SECCIÓN DEL DOCUMENTO:
+ + + +
Ninguna carrera representa mejor que la de Gus Van Sant el paso de los márgenes a la corriente general, del Underground a Hollywood. Debutó en 1986, con la adaptación de Mala Noche, la historia autobiográfica de Walt Curtis, un poeta de Oregon al que se le relaciona con el movimiento Beat de Ginsberg y Burroughs. Durante los años siguientes se convirtió en uno de los directores más importantes del cine independiente, con “Drugstore Cowboy” y “My Idaho privado”. Luego comenzó a gravitar en la órbita de Hollywood, una tendencia que llegaría a su punto álgido don “El Indomable Will Hunting”, en 1997, un éxito de taquilla que le valió una nominación al oscar y múltiples acusaciones de renunciar a sus raíces artísticas al calor del éxito.
Sin embargo, a principios de la pasada década, emprendió un giro radical en su carrera para realizar cuatro obras de minimalismo experimental que le valieron una Palma de Oro en Cannes (Elephant, 2003) y la entronización por parte de la crítica del nuevo milenio, que por entonces estaba ocupada defendiendo el vacío narrativo como respuesta a la pirotecnia hollywoodiense. Pero Van Sant no tardó mucho en volver a desconcertar a sus seguidores: “Milk” (2008) era una narración tradicional, la hagiografía de un líder carismático, en este caso Harvey Milk, elegido concejal de Chicago en representación del barrio de Castro, epicentro de la cultura homosexual en esos momentos. Su puesto le convirtió en el lider político mas o menos oficial de la comunidad homosexual. Milk fue asesinado junto al alcalde de la ciudad por un ex concejal enajenado, y su figura adquirió proporciones legendarias.
+ + + +
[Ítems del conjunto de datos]
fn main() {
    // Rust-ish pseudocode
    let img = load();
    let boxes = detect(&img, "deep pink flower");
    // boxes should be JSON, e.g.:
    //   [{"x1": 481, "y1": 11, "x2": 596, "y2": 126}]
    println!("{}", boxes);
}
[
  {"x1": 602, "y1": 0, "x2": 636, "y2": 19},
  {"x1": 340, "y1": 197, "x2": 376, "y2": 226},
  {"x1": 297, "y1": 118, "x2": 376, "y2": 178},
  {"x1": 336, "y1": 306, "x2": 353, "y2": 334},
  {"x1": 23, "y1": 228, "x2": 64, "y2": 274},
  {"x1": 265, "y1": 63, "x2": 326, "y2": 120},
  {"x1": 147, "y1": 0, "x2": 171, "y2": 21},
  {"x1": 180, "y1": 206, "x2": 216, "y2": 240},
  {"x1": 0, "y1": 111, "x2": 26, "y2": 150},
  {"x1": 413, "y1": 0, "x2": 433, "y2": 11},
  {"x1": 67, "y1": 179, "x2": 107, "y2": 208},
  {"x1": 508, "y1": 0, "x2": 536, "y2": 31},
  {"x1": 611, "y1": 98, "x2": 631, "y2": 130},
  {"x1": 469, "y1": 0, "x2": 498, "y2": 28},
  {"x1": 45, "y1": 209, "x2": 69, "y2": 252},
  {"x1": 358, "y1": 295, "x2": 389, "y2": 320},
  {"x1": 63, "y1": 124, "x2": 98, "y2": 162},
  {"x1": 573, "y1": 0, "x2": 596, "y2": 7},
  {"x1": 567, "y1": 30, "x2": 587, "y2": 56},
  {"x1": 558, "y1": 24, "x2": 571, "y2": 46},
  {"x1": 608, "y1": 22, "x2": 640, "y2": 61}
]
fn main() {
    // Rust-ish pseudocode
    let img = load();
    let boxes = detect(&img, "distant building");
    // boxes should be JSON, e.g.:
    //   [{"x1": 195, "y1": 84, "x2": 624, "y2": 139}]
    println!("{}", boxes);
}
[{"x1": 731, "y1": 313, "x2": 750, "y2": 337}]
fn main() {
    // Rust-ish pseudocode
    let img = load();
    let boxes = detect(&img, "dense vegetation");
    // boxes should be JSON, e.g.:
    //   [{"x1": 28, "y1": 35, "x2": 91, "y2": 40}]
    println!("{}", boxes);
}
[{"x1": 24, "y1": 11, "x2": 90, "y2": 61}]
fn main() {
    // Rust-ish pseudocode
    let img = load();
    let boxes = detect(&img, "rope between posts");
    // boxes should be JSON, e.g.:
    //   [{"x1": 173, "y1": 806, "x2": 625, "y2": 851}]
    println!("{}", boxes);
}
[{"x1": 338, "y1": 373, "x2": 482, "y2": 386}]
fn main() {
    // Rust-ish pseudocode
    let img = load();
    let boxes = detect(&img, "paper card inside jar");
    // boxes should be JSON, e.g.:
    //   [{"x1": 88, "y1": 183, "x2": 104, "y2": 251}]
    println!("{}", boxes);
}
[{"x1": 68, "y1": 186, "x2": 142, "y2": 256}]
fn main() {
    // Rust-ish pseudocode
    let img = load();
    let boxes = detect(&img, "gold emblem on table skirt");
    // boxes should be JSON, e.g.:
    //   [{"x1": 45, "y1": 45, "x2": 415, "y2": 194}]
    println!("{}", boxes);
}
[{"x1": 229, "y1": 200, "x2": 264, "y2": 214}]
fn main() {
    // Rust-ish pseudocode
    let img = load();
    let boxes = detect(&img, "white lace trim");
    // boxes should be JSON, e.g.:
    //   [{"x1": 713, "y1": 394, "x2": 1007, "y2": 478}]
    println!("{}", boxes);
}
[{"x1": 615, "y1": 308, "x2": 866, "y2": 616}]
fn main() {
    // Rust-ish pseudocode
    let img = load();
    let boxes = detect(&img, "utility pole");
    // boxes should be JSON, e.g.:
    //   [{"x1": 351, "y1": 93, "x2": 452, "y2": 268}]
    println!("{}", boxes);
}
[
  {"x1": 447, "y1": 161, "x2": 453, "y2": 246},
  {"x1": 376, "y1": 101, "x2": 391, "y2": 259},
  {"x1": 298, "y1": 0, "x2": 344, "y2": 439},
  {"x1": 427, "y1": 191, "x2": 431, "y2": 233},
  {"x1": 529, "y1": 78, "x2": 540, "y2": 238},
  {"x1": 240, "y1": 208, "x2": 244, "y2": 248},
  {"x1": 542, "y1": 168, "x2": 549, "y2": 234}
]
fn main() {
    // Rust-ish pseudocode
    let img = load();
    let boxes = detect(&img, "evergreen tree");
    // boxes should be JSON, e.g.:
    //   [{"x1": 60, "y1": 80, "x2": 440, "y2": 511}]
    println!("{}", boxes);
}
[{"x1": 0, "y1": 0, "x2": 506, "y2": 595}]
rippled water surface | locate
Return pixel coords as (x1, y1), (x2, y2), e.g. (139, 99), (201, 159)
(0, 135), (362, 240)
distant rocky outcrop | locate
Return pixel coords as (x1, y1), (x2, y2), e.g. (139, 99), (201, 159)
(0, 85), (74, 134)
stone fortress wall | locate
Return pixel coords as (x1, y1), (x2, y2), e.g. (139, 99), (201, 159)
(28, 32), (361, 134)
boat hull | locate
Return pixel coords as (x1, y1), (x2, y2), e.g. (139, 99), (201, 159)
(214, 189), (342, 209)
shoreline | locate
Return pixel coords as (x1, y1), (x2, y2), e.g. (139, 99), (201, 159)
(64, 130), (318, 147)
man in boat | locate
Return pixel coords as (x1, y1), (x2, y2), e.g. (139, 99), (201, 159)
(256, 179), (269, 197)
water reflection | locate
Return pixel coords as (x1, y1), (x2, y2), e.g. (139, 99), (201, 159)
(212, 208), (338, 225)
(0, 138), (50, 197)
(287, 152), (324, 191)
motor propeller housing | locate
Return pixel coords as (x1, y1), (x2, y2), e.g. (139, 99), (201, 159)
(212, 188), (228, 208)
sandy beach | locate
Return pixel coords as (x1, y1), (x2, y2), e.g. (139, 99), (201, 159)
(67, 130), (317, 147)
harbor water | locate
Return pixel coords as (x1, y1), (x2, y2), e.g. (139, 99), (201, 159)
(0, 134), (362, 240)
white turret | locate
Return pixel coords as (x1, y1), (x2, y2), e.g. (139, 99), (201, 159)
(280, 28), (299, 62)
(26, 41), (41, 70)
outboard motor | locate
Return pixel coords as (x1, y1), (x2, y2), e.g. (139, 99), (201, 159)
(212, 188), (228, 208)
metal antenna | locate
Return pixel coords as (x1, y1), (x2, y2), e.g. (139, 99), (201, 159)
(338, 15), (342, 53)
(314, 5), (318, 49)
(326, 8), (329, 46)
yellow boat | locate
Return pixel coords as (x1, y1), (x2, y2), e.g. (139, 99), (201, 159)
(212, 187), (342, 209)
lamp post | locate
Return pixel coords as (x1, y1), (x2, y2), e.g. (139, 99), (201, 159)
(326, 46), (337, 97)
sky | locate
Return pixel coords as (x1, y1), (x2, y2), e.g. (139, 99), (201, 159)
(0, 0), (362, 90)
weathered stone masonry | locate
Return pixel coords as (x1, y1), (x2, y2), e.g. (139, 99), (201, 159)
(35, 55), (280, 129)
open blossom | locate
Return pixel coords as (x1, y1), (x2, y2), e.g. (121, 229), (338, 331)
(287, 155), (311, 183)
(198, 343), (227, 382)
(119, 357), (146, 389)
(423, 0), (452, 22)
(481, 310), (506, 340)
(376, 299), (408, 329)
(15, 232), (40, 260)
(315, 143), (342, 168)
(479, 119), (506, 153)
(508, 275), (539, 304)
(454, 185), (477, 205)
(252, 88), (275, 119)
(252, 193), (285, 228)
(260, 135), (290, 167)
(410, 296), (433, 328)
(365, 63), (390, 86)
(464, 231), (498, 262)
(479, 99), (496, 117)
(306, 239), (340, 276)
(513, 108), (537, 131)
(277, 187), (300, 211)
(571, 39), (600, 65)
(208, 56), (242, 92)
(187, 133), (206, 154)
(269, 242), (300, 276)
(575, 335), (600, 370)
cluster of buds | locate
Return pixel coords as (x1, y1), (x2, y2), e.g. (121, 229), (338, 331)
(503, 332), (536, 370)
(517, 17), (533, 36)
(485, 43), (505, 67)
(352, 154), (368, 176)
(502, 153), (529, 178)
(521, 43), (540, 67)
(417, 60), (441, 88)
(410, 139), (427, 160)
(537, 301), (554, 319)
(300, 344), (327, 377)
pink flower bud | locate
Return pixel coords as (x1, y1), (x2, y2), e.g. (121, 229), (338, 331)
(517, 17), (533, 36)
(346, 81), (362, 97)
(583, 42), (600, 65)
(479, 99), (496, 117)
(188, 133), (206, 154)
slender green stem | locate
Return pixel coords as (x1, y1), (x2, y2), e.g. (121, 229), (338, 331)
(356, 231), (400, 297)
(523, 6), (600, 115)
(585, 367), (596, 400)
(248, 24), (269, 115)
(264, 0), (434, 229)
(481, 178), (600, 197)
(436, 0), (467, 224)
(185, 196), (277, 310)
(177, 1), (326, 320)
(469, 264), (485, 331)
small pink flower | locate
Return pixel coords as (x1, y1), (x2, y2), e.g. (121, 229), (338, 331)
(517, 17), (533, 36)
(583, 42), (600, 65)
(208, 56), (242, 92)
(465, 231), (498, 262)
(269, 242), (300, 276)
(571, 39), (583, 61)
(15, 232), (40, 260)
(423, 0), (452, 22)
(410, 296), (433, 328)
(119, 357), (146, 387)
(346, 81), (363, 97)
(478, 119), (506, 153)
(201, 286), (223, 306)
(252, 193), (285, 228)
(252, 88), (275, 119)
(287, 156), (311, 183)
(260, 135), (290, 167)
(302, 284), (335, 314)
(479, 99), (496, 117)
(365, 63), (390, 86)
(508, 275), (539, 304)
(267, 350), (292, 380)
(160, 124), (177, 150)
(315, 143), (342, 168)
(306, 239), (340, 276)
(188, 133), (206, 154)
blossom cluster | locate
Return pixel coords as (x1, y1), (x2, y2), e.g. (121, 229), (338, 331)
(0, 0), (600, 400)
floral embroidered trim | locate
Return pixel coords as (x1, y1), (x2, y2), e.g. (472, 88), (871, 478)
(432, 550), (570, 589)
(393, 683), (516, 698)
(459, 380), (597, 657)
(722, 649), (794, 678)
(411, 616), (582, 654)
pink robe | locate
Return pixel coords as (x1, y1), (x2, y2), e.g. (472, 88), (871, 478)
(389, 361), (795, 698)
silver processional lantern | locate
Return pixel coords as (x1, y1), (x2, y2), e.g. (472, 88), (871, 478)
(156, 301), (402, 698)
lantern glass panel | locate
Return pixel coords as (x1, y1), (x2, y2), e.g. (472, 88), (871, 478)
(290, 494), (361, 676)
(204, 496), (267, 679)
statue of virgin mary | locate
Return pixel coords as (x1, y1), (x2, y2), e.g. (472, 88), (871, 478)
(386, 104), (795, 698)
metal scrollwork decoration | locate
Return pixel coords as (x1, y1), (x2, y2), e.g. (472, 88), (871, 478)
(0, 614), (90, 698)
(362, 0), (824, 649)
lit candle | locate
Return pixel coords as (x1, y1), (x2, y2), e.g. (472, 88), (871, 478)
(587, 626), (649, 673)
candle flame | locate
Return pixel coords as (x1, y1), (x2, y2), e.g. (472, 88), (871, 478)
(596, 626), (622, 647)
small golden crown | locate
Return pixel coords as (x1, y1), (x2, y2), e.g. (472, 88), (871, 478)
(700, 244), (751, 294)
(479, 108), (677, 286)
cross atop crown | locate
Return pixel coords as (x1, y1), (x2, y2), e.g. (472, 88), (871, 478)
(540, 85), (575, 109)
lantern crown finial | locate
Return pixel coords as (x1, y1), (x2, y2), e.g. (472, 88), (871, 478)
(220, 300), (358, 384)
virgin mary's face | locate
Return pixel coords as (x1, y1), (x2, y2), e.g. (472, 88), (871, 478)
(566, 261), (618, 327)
+ + + +
TAREAS A REALIZAR:
1 - Responde a estas preguntas sobre el fragmento sobre Gus Van Sant:
(a) ¿En qué año debutó Gus Van Sant como director?
(b) ¿Qué película le valió la Palma de Oro en Cannes?
(c) ¿Qué película de 1997 le valió una nominación al Oscar?
2 - Cita literalmente el pasaje del fragmento sobre Gus Van Sant que empieza en "Sin embargo, a" y termina en "adquirió proporciones legendarias.".
Las entradas no tienen relación con el fragmento sobre Gus Van Sant.

RESPUESTAS:
1 -
(a) En 1986.
(b) "Elephant" (2003).
(c) "El Indomable Will Hunting".

2 -
Sin embargo, a principios de la pasada década, emprendió un giro radical en su carrera para realizar cuatro obras de minimalismo experimental que le valieron una Palma de Oro en Cannes (Elephant, 2003) y la entronización por parte de la crítica del nuevo milenio, que por entonces estaba ocupada defendiendo el vacío narrativo como respuesta a la pirotecnia hollywoodiense. Pero Van Sant no tardó mucho en volver a desconcertar a sus seguidores: “Milk” (2008) era una narración tradicional, la hagiografía de un líder carismático, en este caso Harvey Milk, elegido concejal de Chicago en representación del barrio de Castro, epicentro de la cultura homosexual en esos momentos. Su puesto le convirtió en el lider político mas o menos oficial de la comunidad homosexual. Milk fue asesinado junto al alcalde de la ciudad por un ex concejal enajenado, y su figura adquirió proporciones legendarias.